_Excerpt provided_

◇ ◇ ◇ ◇

The Santa María class is propelled by a controllable pitch propller powered by two General Electric LM2500 gas turbines creating 41000 shp, giving the vessels a maximum speed of 29 kn. The frigates stow 587 t of fuel and have a range of 5000 nmi at 18 kn or 4500 nmi at 20 kn. The ships have four 1,000 kW Kato-Allison 114-DOOL diesel generator sets creating a total of 4,000 kW. These can power two 350 shp retractable, rotatable auxiliary propulsion motors. The vessels have fin stabilisers fitted.

===Armament and sensors===
Frigates of the Santa María class are armed with a single-armed Mk 13 missile launcher serviced by a 40-round magazine that can handle 32 SM-1MR anti-air/ship missiles and 8 Harpoon anti-ship missiles. The Harpoon missiles have a range of 50 nmi at Mach 0.9 carrying a 227 kg warhead. The SM-1R missiles have a range of 20.5 nmi at Mach 2. The vessels also mount a single OTO Melara 76 mm/62 calibre naval gun capable of firing 85 rounds per minute up to 8.7 nmi with each shell carrying a 6 kg warhead. (Note: /62 refers to the length of the gun in terms of calibres. A /62 gun is 62 times long as its bore diameter.) For AAW defence, the ships mount a single Meroka 20 mm/120 12-barrelled close-in weapons system (CIWS) capable of firing 3,600 rounds per minute up to 2 km. For ASW, the frigates are armed with two triple-mounted Mark 32 torpedo tubes for Mod 5 Mark 46 torpedoes.

The vessels are equipped with AN/SPS-49(V)4 2-D air search radar, RAN-12L (being replaced by RAN-30) 2-D low horizon air search radar for the Meroka CIWS, SPS-55 surface search radar and a Mk 92 fire-control radar. For ASW, the ships have SQS-56 sonar and SQR-19(V) towed arrays. For weapons fire control, they have Mk 13 weapons control, Mk 92 and SPG-60 STIR missile control, and SQQ-89 ASW systems. For electronic warfare they have a Nettunel intercept, a SLQ-25 Nixie towed torpedo decoy, and Mk36 SROC decoy launchers.

◇ ◇ ◇ ◇

_Information shown_
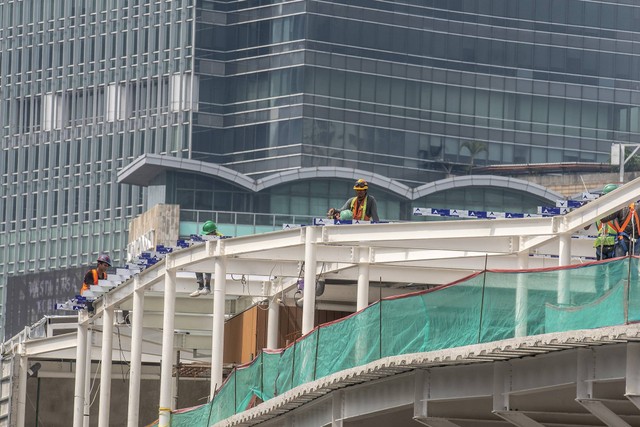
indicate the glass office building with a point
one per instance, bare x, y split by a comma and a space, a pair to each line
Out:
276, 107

◇ ◇ ◇ ◇

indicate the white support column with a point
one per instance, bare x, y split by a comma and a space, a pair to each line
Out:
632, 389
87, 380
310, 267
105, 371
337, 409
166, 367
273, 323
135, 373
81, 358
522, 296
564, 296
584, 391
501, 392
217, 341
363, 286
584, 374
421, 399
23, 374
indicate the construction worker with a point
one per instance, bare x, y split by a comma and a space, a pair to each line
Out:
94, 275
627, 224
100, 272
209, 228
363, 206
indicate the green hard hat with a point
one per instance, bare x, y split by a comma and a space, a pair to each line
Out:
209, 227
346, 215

◇ ◇ ◇ ◇

_Your objective_
In the Santa María class excerpt, what sonar do the ships carry for ASW?

_Answer below_
SQS-56 sonar, along with SQR-19(V) towed arrays.